→ EXERCISE INPUT
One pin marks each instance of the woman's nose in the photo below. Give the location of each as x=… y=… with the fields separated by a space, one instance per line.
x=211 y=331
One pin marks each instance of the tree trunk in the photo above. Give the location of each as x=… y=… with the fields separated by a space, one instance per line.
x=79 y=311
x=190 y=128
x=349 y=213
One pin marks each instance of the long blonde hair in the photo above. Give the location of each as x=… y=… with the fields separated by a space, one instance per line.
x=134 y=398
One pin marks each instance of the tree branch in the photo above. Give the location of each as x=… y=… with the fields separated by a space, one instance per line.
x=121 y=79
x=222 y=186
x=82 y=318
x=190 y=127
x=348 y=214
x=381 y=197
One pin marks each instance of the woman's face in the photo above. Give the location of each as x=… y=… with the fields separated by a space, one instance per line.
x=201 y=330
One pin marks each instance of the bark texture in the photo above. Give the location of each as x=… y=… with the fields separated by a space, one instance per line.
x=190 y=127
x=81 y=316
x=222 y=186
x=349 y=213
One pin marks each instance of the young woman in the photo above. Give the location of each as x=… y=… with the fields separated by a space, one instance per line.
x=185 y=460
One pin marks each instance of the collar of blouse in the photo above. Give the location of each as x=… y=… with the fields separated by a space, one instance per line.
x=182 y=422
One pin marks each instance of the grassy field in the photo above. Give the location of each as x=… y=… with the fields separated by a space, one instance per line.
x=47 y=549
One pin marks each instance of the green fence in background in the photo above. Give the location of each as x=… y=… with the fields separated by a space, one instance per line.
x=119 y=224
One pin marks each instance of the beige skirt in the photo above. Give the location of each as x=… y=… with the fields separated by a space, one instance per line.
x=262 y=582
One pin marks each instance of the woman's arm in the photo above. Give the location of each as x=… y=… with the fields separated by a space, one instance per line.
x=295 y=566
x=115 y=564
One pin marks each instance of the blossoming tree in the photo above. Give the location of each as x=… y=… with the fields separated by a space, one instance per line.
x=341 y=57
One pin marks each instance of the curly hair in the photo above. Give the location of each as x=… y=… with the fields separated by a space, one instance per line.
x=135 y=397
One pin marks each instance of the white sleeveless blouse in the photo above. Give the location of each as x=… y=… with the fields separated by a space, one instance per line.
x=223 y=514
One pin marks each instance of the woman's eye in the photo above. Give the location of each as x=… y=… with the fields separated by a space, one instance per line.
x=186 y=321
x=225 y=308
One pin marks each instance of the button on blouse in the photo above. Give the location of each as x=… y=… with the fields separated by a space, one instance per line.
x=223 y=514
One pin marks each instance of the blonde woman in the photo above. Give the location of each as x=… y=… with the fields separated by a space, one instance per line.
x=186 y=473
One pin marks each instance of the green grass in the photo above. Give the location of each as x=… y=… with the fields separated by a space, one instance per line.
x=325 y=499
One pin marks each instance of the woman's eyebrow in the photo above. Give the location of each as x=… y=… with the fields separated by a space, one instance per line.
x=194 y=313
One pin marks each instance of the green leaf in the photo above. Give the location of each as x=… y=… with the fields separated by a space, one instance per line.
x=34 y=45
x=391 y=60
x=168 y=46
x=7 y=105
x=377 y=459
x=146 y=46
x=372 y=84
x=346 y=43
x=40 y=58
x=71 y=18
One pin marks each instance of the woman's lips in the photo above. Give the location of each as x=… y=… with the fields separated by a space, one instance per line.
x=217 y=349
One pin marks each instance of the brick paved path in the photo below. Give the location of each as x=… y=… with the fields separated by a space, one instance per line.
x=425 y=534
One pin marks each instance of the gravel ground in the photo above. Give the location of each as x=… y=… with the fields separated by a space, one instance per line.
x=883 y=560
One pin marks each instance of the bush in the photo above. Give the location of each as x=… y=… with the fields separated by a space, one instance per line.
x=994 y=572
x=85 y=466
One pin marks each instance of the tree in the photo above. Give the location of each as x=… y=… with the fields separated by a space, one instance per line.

→ REQUEST
Could you turn the material above into a numbered list, one item per line, and leave out any blank lines?

→ RESPONSE TO THIS EXERCISE
1. One pin marks each instance of the woman's nose in the photo below. Give the location of each as x=… y=… with the fields separated by a space, one instance per line.
2. x=211 y=331
3. One pin marks each instance of the tree trunk in the photo above. Give the location of each as x=… y=… with the fields separated by a space, one instance per line.
4. x=79 y=311
5. x=190 y=128
6. x=349 y=213
7. One pin marks each instance of the long blonde hair in the photo above. Give the location of each as x=… y=… with the fields separated by a space, one instance per line.
8. x=134 y=398
9. One pin marks each instance of the tree branch in the photo above. Give the location of each as x=… y=… with the fields separated by a space, one instance per line.
10. x=121 y=79
11. x=222 y=186
12. x=82 y=318
13. x=190 y=127
14. x=348 y=214
15. x=381 y=197
16. One pin marks each instance of the woman's face in the photo above. Give the location of each as x=… y=… with the fields separated by a space, one instance per line.
17. x=201 y=330
18. One pin marks each instance of the bark texture in the photo above. Give the location of each as x=… y=… with the fields separated by a space, one instance per line.
19. x=190 y=127
20. x=81 y=316
21. x=222 y=186
22. x=349 y=213
23. One pin marks each instance of the young woman in the photo above. Give the location of each as x=… y=… with the fields separated by a space, one instance per line.
24. x=185 y=460
25. One pin marks each instance of the collar of blouse in the photo above. Give the location of each as x=… y=… with the fields separated by a space, one instance per line.
26. x=182 y=422
27. One pin marks each instance of the grassy field in the photo above. Give the location of each as x=… y=… with the fields separated by a space, one instance per line.
28. x=47 y=549
29. One pin marks each instance of the green fence in background in the photo above. Give the location of each as x=… y=… with the fields separated by a space, one instance per line.
30. x=119 y=224
31. One pin marks each instance of the beige skirt in the photo above. Give the location of each as x=… y=… with the fields separated by a space, one instance per line.
32. x=262 y=582
33. One pin marks each instance of the woman's arm in the photo above. Give the location of each as x=… y=… with the fields separated by a space, one instance per line.
34. x=295 y=566
35. x=115 y=564
36. One pin marks each instance of the blossoming tree in the photo above. Give the location of each as x=… y=… with the fields separated by a space, one instance per line.
37. x=341 y=57
38. One pin marks each instance of the curly hair in the photo above. Give the location of each as x=… y=… with the fields separated by a space, one instance per line.
39. x=135 y=397
40. One pin marks each instance of the white sleeveless blouse in the photo above. Give the location of each as x=… y=… with the fields separated by a space, one instance per line.
41. x=223 y=514
42. One pin marks each instance of the woman's eye in the photo above. Give the location of each as x=… y=… with the fields separated by a space, one instance per line.
43. x=186 y=321
44. x=225 y=308
45. One pin marks each instance of the button on blouse in the photo above. Give the location of each as x=… y=… with the fields separated by a space, one instance per line.
46. x=223 y=514
47. One pin marks each instance of the blonde woman in the photo above. Give the location of each as x=… y=… with the fields separated by a space, one instance per line.
48. x=186 y=473
49. One pin marks each instance of the green grass in the photo above. Give the location of each as x=… y=… with the fields separated by a space, one instance per line.
50. x=325 y=499
51. One pin marks each instance of the woman's eyebrow in the photo above. Give the location of each as x=… y=… with the fields separated by a space, one instance per line.
52. x=194 y=313
53. One pin marks each instance of the green leaf in the photo above. Give the location of each as x=… y=… with the fields separated by a space, one instance per line.
54. x=34 y=45
55. x=391 y=60
56. x=168 y=46
57. x=7 y=105
58. x=377 y=459
59. x=146 y=46
60. x=372 y=84
61. x=346 y=43
62. x=40 y=58
63. x=71 y=18
64. One pin marks each instance of the woman's lips in the photo above. Give the location of each as x=… y=… with the fields separated by a space, one instance per line.
65. x=217 y=349
66. One pin marks each instance of the brick paved path in the photo below. Give the location of each as x=… y=… with the fields separated by a space, one instance per line.
67. x=425 y=534
68. One pin marks each instance of the gravel ground in the photo above. Give the location of each as x=… y=… with the fields separated by a space, one instance per line.
69. x=883 y=560
70. One pin marks each instance of the bush in the photo above. Give the location of each as x=… y=… with the fields separated by a space, one instance per line.
71. x=994 y=572
72. x=85 y=466
73. One pin marks each instance of the tree in the photo above. Give the location of each as x=… y=… with the fields separated by a space, one instance per line.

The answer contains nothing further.